* EXCERPT:
· · ·
Getting all Scilly with drones

Royal Post says it’s preparing to start trial delivery flights this month to the Iles of Scilly, located 30 miles off the coast of Cornwall. That distance makes BVLOS operation obligatory. The initial shipments will be of COVID-era must-haves: primarily personal protection equipment and COVID-19 testing kits. A later phase of the project will expand to delivering regular mail.

The move follows Royal Mail’s decision in December to test drone deliveries to remote UK locations. That resulted later that same month in an initial unmanned aerial vehicle (UAV) shuttling a package to a lighthouse on the Scottish Isle of Mull. But with Mull situated only about 110 yards from the mainland, the BVLOS runs to Scilly represent a far more ambitious undertaking.

Modernizing with UAVs

Nick Landon, Royal Mail chief commercial officer, says turning to drones is part part and, um, parcel of the group’s continued modernization. He also describes it as seeking to keep pace with demand for service.
· · ·
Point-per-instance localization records
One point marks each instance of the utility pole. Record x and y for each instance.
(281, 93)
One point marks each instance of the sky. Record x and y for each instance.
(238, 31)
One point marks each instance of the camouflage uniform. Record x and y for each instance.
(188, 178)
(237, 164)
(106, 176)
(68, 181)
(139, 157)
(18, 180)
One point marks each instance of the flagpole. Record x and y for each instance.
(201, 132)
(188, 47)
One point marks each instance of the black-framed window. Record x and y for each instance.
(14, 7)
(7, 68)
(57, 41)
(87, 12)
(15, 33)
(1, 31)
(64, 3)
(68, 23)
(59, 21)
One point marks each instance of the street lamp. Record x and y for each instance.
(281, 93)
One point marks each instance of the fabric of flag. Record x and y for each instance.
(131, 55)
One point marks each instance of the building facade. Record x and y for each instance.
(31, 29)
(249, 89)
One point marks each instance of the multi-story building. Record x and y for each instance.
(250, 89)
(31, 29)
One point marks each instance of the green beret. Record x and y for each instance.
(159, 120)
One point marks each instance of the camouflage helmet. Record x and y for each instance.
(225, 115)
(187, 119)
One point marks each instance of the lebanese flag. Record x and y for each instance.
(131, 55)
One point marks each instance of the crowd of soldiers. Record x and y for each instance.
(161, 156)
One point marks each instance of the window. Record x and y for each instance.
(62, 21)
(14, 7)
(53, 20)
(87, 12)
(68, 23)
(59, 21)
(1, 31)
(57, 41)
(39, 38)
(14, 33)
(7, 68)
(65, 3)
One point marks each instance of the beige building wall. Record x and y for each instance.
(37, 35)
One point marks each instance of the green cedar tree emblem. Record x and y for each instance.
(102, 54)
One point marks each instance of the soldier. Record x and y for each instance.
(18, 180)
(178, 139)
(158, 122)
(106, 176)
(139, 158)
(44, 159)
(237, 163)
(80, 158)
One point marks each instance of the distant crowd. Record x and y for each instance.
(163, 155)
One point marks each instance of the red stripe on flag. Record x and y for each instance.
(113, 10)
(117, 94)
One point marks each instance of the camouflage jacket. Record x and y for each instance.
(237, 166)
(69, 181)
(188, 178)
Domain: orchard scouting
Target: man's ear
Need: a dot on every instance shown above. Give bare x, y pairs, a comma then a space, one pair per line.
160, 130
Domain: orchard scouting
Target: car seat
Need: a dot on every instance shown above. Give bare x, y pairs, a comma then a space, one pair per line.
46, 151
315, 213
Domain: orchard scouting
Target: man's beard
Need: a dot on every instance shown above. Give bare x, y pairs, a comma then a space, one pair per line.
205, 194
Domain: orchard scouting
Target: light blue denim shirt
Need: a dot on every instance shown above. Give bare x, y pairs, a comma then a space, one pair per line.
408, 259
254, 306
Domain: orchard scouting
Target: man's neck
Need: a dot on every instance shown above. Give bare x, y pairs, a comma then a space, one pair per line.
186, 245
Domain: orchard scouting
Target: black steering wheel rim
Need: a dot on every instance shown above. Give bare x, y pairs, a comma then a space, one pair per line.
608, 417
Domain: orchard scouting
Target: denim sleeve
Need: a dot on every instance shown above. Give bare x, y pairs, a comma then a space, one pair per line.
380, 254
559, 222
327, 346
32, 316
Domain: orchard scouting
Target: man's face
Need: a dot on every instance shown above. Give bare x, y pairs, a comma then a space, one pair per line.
· · ·
* TASK 1: Translate this sentence from the drone delivery text into Spanish: "A later phase of the project will expand to delivering regular mail."
* TASK 2:
Based on the drone delivery text, decide whether each statement agrees with it. Answer yes or no, and quote the deciding words.
(a) The first shipments will consist mainly of personal protection equipment and COVID-19 testing kits.
(b) The flights to Scilly are presented as less ambitious than the delivery to Mull.
(c) Royal Mail decided in December to test drone deliveries to remote UK locations.
Rely only on the drone delivery text.

* TASK RESULT 1: Una fase posterior del proyecto se ampliará a la entrega de correo ordinario.

* TASK RESULT 2:
(a) Yes: "primarily personal protection equipment and COVID-19 testing kits"
(b) No: "the BVLOS runs to Scilly represent a far more ambitious undertaking"
(c) Yes: "Royal Mail’s decision in December to test drone deliveries to remote UK locations"